* What is being asked:
From the entries, copy out every line in which the word "target" is found.

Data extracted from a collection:
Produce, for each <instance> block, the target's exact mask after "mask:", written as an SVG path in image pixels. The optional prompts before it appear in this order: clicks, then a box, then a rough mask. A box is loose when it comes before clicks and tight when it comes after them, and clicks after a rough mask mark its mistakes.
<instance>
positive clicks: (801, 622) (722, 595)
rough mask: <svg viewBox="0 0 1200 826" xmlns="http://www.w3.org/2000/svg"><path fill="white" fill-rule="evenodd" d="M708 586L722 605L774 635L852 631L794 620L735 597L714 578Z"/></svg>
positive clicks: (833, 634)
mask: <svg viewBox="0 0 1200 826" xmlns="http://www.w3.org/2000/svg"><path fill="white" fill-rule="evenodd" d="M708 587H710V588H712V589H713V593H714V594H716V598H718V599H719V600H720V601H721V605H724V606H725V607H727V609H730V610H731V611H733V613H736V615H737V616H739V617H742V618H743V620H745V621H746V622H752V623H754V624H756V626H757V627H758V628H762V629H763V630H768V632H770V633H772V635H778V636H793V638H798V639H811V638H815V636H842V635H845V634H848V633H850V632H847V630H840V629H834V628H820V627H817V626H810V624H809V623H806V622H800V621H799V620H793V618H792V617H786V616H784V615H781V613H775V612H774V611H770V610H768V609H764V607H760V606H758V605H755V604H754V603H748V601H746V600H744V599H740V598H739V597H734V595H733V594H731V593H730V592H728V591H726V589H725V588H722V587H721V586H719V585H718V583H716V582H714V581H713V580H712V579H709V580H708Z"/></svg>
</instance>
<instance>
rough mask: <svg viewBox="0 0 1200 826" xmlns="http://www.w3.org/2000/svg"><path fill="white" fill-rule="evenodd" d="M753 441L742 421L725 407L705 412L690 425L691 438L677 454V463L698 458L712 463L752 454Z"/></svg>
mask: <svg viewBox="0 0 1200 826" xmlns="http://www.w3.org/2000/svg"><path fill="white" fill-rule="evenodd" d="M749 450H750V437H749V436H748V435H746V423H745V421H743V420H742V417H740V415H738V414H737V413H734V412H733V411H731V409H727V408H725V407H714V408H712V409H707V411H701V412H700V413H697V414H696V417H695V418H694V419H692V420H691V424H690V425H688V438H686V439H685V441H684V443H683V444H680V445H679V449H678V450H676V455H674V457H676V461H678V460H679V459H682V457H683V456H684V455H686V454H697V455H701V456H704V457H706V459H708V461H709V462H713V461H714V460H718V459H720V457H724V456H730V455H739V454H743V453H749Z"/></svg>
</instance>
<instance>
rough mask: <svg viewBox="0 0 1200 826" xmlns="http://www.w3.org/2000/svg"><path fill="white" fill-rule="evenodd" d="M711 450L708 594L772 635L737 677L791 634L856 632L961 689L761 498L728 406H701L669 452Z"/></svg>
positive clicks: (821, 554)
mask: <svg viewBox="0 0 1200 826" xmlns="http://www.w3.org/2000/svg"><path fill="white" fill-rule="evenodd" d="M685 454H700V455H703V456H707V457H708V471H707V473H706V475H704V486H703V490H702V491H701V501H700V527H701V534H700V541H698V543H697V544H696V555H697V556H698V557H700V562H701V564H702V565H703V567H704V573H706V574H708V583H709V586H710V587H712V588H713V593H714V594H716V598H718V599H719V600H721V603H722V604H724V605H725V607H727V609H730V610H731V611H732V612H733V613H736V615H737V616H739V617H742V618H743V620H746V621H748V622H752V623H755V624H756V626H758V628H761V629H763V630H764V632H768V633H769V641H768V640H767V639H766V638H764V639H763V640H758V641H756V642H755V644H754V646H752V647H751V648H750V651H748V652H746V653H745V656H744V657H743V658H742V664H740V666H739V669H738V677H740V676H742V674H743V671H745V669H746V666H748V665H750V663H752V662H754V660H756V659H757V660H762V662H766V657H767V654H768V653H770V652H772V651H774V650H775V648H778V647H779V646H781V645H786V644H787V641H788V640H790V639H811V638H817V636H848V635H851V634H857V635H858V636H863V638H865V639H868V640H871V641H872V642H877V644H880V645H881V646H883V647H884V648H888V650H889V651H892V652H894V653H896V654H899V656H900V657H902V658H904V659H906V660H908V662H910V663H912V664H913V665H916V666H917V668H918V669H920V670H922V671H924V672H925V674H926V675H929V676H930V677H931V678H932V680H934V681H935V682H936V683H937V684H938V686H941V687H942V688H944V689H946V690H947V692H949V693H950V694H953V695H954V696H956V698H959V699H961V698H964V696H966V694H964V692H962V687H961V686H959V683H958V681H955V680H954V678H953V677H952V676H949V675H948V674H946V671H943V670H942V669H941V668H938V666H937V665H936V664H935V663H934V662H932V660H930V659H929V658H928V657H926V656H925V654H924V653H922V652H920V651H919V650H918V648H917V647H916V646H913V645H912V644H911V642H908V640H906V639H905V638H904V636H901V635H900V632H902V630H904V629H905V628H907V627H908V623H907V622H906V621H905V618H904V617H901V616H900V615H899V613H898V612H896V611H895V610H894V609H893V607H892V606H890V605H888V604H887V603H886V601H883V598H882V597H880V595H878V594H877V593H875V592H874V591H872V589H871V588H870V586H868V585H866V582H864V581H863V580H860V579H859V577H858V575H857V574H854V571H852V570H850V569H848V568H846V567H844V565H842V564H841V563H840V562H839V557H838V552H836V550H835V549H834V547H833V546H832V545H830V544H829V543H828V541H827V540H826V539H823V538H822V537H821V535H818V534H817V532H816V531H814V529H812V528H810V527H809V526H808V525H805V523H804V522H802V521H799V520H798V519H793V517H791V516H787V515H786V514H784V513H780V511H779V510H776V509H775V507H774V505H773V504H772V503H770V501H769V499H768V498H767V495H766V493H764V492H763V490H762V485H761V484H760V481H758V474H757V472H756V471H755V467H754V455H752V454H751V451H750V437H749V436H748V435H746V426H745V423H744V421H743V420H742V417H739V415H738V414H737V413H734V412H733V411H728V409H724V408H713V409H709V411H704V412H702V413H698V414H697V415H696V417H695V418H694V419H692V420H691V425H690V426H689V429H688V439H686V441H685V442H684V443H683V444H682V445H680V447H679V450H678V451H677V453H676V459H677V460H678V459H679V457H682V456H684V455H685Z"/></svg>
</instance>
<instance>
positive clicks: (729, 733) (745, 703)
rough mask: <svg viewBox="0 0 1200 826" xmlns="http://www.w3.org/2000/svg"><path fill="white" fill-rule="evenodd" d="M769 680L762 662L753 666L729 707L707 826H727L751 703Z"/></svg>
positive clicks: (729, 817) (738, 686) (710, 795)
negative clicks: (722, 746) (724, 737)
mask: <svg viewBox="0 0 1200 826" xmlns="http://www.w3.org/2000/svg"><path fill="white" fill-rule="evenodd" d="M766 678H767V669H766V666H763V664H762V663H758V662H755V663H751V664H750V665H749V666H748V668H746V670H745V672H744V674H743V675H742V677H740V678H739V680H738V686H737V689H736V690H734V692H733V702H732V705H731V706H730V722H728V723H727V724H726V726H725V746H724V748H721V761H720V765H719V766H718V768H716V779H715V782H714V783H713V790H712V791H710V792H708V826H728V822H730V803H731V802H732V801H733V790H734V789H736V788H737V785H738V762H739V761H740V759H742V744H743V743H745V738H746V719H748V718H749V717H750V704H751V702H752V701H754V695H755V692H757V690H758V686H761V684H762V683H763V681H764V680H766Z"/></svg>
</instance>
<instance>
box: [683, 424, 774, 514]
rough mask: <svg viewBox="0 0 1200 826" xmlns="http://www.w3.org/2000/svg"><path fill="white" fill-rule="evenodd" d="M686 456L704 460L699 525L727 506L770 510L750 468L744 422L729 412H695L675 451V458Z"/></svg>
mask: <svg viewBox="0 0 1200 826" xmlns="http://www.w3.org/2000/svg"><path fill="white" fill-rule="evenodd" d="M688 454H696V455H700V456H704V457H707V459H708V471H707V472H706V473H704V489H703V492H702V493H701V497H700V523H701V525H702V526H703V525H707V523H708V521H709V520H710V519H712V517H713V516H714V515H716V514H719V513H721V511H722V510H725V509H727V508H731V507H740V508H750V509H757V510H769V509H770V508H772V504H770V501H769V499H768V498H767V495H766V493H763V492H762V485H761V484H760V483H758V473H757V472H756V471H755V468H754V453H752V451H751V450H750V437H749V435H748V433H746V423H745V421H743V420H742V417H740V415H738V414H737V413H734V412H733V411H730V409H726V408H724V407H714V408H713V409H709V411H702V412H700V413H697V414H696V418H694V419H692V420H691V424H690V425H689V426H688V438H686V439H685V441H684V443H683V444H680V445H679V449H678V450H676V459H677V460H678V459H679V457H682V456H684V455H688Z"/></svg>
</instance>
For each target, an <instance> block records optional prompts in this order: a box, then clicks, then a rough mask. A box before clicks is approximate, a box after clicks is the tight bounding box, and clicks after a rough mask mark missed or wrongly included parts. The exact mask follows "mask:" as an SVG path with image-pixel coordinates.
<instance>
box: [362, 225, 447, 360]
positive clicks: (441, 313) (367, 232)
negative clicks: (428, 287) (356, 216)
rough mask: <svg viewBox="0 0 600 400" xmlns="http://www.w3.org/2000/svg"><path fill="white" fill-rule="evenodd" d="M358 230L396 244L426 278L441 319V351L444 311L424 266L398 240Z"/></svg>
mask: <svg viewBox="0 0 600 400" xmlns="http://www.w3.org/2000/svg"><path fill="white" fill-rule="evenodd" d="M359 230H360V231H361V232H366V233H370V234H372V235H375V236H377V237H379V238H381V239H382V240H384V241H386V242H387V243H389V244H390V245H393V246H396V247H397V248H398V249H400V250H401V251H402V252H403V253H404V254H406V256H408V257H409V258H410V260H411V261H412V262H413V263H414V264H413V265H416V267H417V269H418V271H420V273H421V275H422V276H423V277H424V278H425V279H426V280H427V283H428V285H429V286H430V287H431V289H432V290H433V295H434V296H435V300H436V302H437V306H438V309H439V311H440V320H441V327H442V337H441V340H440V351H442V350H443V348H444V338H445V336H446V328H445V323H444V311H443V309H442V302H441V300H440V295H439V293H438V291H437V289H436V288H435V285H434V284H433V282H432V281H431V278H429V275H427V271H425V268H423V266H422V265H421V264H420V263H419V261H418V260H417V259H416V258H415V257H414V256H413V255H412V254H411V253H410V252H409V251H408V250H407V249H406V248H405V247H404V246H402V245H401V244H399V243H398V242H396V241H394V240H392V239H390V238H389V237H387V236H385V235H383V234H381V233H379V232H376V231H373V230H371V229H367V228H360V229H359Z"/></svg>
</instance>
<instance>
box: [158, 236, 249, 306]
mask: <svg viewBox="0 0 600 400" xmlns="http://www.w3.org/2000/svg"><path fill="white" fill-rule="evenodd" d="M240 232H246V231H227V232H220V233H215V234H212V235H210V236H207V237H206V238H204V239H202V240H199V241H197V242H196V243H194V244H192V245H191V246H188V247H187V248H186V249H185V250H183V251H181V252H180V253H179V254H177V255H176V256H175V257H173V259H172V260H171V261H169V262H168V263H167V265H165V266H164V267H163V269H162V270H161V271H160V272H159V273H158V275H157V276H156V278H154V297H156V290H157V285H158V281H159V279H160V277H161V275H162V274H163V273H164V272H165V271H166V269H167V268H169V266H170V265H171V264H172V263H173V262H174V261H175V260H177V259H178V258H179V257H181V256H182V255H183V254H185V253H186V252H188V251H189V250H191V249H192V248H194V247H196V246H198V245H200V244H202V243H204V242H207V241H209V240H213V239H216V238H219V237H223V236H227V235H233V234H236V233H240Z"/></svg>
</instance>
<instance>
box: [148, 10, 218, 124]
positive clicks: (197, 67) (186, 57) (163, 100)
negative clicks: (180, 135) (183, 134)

* Response to this task:
Produce, for each <instance> block, the target's exact mask after "mask:", written as an SVG path in image pixels. The optional prompts before it appear in this order: clicks, then a box, then a rough mask. A box is loose when it comes before clicks and tight when it comes after them, and clicks after a rough mask mark its mistakes.
For each target, an <instance> block records optional prompts in this order: a box, then clicks, then a rough mask. A box before clicks is approximate, a box after clicks is the tight bounding box, and clicks after a rough mask mark missed or wrongly included parts. The exact mask follows "mask:" as an SVG path with image-pixel coordinates.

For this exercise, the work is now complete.